*Task prompt*
Answer these questions from the Chimborazo travel text below.
1. How high is the peak of Chimborazo above the earth's surface?
2. At what elevation is the Hermanos-Carrel shelter?
3. Which two New World camels does the text call original wild species?

*Excerpted passage*
☆ ☆ ☆ ☆ ☆
Parque Nacional Chimborazo, Ecuador – The world’s highest elevation

I’m hearing you groaning aloud. What does she claim now? The earth’s highest mountain is the Mount Everest! Correct. And still I’m in the right. The Chimborazo Volcano is the spot on our planet that has the largest distance to the centre of the earth. Therefore it was considered for long time for the world’s highest mountain. It’s paradoxically not. Its peak is only 6,310 m / 20,702 ft away from the earth’s surface. How does this go together? Let’s fall back upon Galileo Galilei. He wasn’t right with his assertion that the earth is a sphere. At least not completely. Isaac Newton stated that the earth goes baggy at the equator and is flattened out at the poles due to its rotation and the effect of the centrifugal force. Later this theory was proven. Therefore sea level isn’t the same like sea level. The surface of the oceans close to the equator is further away from the centre of the earth than close to the poles.

Even if Chimborazo isn’t he earth’s highest mountain, it is Ecuador’s only mountain over 6,000 m / 20,000 ft. Its glacier noticeably ices up because of leaking fresh snow, global warming and increasing UV radiation, and gets more difficult to climb. But we don’t want to get that high. The well paved road south of the volcano is already above 4,000 m, so it’s nothing to us to drive up the 8 km / 5 mi long dirt road to the Hermanos-Carrel shelter at 4,800 m / 15,750 ft. Here’s a parking lot and not far from it a complimentary camping zone.

In the ranger station at the access we again have only to pay the 2 $ local fee and the second day is free, although we declare that we want to overnight. Between 5 p.m. and 7 a.m. the post shall be unmanned, but we happily pay the 4 $, the park has to be financed somehow. There was nobody in the camping area for long time, the snow is probably too deep. Arminius feels well here, and we also in the snow-covered solitude. After the engine is shut off, the vicuñas dare to get closer. Vicuñas are one of four kinds of the hump-less New World camels. Two of them are original wild species – guanacos and vicuñas – and the other two, lamas and alpacas, are millenniums-old breeding. Vicuñas are the daintiest and most elegant, but rarest and most endangered Andean camels.
☆ ☆ ☆ ☆ ☆
*Record excerpts*
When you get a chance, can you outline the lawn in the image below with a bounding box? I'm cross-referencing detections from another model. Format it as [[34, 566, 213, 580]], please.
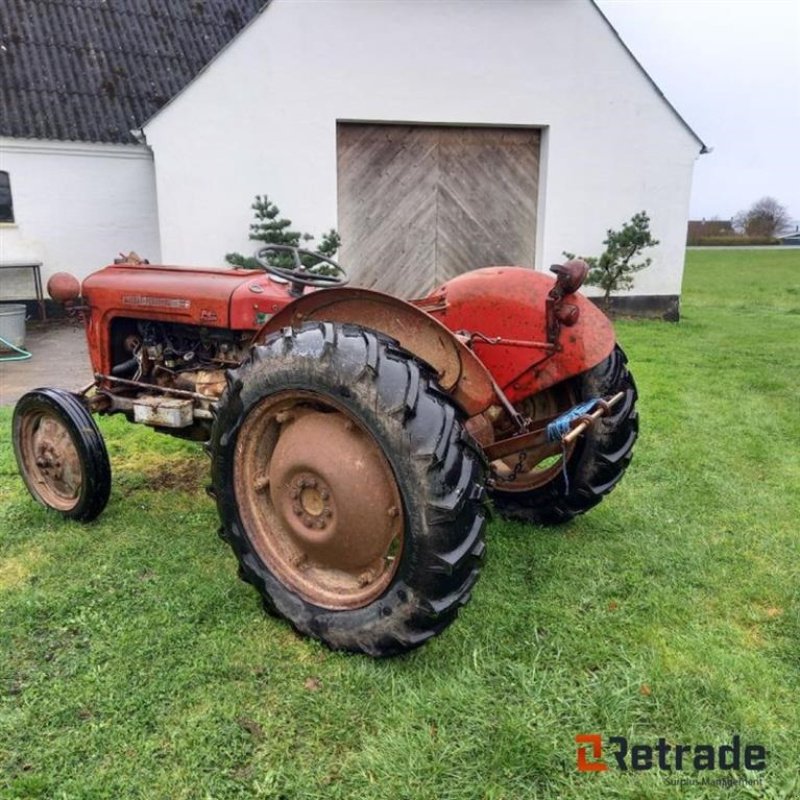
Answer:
[[0, 250, 800, 800]]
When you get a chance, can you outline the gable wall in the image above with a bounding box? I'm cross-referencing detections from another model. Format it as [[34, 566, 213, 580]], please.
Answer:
[[0, 139, 161, 300], [145, 0, 700, 294]]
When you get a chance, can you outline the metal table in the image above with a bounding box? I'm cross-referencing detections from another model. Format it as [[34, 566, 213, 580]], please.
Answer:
[[0, 261, 47, 320]]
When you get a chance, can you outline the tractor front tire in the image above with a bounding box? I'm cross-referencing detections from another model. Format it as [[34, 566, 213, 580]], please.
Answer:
[[211, 323, 485, 657], [491, 346, 639, 525], [12, 389, 111, 522]]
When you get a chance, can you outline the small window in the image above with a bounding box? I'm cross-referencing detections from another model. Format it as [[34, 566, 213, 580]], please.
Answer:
[[0, 172, 14, 222]]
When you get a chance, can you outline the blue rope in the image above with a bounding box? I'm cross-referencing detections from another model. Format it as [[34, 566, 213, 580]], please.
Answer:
[[0, 336, 31, 361], [547, 397, 598, 442]]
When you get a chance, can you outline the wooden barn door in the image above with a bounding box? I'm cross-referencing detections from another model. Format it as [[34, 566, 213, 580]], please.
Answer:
[[337, 123, 539, 297]]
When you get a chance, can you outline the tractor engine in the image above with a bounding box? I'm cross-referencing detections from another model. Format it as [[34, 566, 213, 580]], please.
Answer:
[[97, 317, 251, 440], [111, 318, 247, 399]]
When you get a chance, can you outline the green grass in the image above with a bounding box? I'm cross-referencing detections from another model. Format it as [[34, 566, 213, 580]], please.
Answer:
[[0, 251, 800, 800]]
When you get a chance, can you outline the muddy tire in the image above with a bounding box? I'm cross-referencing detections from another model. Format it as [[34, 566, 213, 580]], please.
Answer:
[[491, 347, 639, 525], [12, 389, 111, 522], [211, 323, 485, 657]]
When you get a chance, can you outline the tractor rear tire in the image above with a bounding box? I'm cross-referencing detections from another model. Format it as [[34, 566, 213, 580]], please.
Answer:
[[12, 389, 111, 522], [211, 322, 486, 657], [491, 346, 639, 525]]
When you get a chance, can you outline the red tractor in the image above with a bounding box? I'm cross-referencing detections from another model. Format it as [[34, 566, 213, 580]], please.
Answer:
[[13, 246, 638, 656]]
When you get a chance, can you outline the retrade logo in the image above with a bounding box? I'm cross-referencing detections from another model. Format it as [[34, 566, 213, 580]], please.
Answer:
[[575, 733, 768, 772], [575, 733, 608, 772]]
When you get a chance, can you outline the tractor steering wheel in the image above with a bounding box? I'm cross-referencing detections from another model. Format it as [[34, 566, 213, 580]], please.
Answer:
[[255, 244, 348, 295]]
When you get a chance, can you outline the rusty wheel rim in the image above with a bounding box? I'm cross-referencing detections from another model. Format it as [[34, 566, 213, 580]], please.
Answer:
[[492, 386, 576, 492], [234, 391, 405, 609], [19, 411, 84, 511]]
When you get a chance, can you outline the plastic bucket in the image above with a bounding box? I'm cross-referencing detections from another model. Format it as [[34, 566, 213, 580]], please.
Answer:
[[0, 303, 25, 352]]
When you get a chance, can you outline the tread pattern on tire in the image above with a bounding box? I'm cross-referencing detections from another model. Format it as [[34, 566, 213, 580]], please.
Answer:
[[211, 322, 486, 656], [12, 388, 111, 522], [491, 345, 639, 525]]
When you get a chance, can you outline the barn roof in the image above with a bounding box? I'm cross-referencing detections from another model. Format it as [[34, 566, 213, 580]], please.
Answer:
[[0, 0, 267, 143]]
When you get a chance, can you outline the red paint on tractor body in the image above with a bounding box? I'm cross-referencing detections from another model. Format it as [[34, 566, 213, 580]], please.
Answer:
[[82, 263, 294, 374], [414, 267, 615, 403], [82, 263, 614, 406]]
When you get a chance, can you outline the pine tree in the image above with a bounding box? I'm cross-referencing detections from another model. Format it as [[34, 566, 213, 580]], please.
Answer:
[[564, 211, 659, 309], [225, 194, 342, 273]]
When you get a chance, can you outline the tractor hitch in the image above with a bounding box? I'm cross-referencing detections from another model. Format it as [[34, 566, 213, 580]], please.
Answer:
[[485, 392, 625, 462]]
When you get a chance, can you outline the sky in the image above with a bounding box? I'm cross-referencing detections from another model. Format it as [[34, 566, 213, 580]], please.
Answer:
[[596, 0, 800, 220]]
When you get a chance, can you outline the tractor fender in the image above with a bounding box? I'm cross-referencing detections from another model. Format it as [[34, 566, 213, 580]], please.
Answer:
[[253, 287, 498, 417], [414, 267, 616, 403]]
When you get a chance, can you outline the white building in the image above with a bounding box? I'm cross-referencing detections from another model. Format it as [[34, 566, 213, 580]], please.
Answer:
[[0, 0, 264, 312], [2, 0, 705, 318]]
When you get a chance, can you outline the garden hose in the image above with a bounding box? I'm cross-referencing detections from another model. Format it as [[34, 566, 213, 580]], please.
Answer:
[[0, 336, 31, 361]]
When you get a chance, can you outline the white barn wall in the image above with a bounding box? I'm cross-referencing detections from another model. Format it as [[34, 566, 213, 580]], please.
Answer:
[[0, 138, 161, 300], [145, 0, 701, 294]]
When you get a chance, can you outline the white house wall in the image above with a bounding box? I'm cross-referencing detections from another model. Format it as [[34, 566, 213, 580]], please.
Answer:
[[145, 0, 700, 295], [0, 139, 161, 300]]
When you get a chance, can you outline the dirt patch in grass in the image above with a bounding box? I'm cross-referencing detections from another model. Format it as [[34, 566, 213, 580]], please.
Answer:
[[139, 459, 209, 492]]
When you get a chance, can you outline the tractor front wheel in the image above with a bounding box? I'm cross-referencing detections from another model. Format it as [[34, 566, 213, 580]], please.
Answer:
[[211, 323, 484, 656], [12, 389, 111, 522]]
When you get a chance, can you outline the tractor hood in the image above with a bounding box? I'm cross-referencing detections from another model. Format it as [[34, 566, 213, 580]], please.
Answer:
[[82, 263, 291, 329]]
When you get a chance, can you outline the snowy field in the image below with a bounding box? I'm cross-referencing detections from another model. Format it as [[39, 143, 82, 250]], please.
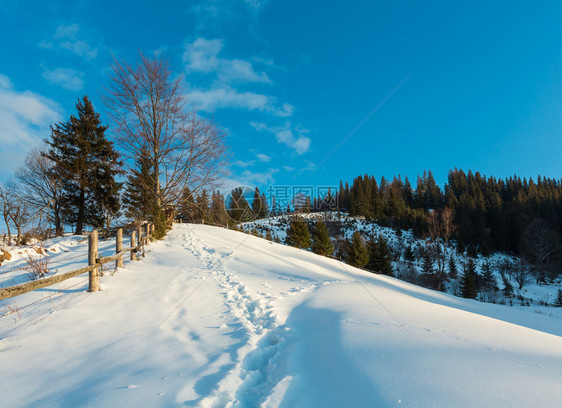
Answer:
[[0, 224, 562, 408], [242, 213, 562, 306]]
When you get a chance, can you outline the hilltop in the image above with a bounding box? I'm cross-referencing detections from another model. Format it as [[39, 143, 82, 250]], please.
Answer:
[[0, 224, 562, 407]]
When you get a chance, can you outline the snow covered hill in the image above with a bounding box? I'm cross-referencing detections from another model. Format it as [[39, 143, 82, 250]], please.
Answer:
[[0, 224, 562, 408], [240, 212, 562, 310]]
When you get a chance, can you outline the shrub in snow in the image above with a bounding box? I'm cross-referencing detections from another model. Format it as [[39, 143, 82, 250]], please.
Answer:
[[25, 253, 49, 280]]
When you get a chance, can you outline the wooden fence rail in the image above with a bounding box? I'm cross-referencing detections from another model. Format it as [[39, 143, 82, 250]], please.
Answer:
[[0, 224, 154, 300]]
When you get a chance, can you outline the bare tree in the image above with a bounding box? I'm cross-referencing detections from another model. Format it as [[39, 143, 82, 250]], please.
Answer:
[[0, 188, 31, 245], [105, 54, 227, 217], [0, 186, 14, 245], [15, 149, 63, 236]]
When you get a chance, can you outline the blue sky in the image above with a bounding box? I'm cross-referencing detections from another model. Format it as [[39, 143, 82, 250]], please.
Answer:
[[0, 0, 562, 187]]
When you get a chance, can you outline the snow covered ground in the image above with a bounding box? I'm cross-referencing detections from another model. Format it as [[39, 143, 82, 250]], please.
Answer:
[[241, 212, 562, 306], [0, 224, 562, 407]]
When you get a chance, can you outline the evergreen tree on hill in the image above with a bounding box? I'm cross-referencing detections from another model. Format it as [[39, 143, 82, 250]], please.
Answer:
[[460, 258, 477, 299], [227, 188, 254, 222], [367, 236, 394, 276], [554, 289, 562, 307], [311, 221, 334, 256], [476, 260, 498, 291], [285, 216, 311, 249], [345, 232, 369, 268], [195, 189, 210, 222], [209, 191, 228, 225], [449, 255, 458, 279], [45, 96, 122, 234]]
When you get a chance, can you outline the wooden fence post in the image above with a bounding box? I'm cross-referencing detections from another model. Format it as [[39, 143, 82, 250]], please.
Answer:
[[115, 228, 123, 268], [88, 230, 100, 292], [131, 231, 137, 261]]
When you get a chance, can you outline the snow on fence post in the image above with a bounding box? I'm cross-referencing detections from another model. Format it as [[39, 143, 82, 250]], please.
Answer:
[[131, 231, 137, 261], [88, 230, 100, 292], [115, 228, 123, 268]]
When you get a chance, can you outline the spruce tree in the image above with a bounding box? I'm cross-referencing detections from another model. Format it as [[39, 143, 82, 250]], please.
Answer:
[[502, 275, 513, 297], [195, 189, 210, 222], [209, 191, 228, 225], [311, 221, 334, 256], [45, 96, 122, 234], [421, 249, 443, 290], [554, 289, 562, 307], [449, 255, 458, 279], [177, 187, 198, 222], [285, 216, 311, 249], [252, 187, 264, 219], [422, 251, 435, 275], [404, 245, 416, 262], [227, 188, 254, 222], [367, 236, 394, 276], [476, 260, 498, 291], [460, 258, 476, 299], [345, 231, 369, 268]]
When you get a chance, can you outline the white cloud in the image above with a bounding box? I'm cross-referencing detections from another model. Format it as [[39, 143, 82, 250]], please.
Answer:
[[39, 24, 98, 59], [232, 160, 256, 168], [0, 74, 60, 178], [238, 169, 279, 187], [183, 38, 271, 84], [256, 153, 271, 163], [250, 122, 310, 155], [43, 68, 84, 91], [187, 88, 294, 117]]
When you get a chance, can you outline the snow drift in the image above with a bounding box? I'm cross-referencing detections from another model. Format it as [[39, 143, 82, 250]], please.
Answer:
[[0, 224, 562, 407]]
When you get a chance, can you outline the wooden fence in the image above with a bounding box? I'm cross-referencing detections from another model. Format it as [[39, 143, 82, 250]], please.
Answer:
[[0, 223, 154, 300]]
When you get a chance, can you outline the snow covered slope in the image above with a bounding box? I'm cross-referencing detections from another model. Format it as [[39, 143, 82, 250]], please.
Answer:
[[0, 224, 562, 408]]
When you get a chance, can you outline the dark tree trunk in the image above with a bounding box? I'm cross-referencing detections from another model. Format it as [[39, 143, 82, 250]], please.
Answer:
[[74, 188, 86, 235]]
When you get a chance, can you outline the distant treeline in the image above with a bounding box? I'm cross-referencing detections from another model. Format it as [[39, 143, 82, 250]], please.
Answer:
[[332, 169, 562, 254]]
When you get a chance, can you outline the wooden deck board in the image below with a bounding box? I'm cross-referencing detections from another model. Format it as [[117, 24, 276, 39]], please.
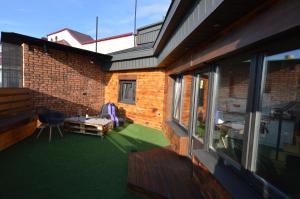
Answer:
[[128, 149, 203, 199]]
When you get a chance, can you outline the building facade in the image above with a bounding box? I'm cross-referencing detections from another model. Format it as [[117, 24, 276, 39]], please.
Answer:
[[2, 0, 300, 198]]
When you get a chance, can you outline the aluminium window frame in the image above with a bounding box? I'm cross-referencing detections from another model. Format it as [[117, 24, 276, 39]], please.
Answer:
[[205, 52, 288, 198], [172, 74, 185, 127], [118, 79, 136, 105], [188, 66, 213, 156]]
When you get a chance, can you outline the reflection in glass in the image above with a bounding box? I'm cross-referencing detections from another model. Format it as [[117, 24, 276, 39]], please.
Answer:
[[192, 73, 208, 150], [213, 57, 250, 163], [256, 50, 300, 198], [180, 75, 193, 129], [173, 77, 182, 120]]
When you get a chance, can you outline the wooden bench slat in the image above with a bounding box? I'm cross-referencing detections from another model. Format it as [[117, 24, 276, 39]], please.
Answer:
[[0, 88, 30, 96], [0, 100, 32, 112], [0, 106, 33, 118]]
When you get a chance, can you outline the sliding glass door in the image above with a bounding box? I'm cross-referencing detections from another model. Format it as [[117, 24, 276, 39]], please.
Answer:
[[253, 49, 300, 198], [190, 72, 209, 153]]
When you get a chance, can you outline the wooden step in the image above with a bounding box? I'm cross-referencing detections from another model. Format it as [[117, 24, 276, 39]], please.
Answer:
[[127, 148, 229, 199]]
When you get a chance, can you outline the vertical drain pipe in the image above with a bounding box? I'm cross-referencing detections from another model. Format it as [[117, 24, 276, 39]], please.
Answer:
[[95, 16, 98, 52]]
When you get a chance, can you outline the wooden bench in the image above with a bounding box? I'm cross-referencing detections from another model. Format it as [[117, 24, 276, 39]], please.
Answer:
[[0, 88, 37, 151]]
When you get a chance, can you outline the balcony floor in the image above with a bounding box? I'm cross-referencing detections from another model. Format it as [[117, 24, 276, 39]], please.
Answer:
[[0, 124, 168, 199]]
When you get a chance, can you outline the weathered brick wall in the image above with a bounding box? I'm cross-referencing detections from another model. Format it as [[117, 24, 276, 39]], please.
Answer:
[[23, 44, 105, 115], [105, 69, 165, 129]]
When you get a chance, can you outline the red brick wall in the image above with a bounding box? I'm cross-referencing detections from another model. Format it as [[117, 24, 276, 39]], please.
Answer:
[[105, 69, 165, 129], [23, 45, 104, 115]]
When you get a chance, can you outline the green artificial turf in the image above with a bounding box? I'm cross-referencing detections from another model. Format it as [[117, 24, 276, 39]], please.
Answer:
[[0, 124, 169, 199]]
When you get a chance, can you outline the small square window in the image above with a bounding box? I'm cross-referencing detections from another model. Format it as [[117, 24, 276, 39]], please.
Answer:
[[119, 80, 136, 104]]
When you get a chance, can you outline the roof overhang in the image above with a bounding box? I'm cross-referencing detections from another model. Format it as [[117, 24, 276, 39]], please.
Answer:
[[1, 32, 112, 62], [154, 0, 266, 66]]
☆ ☆ ☆ ☆ ☆
*Task response*
1. 6,310 m / 20,702 ft.
2. 4,800 m / 15,750 ft.
3. Guanacos and vicuñas.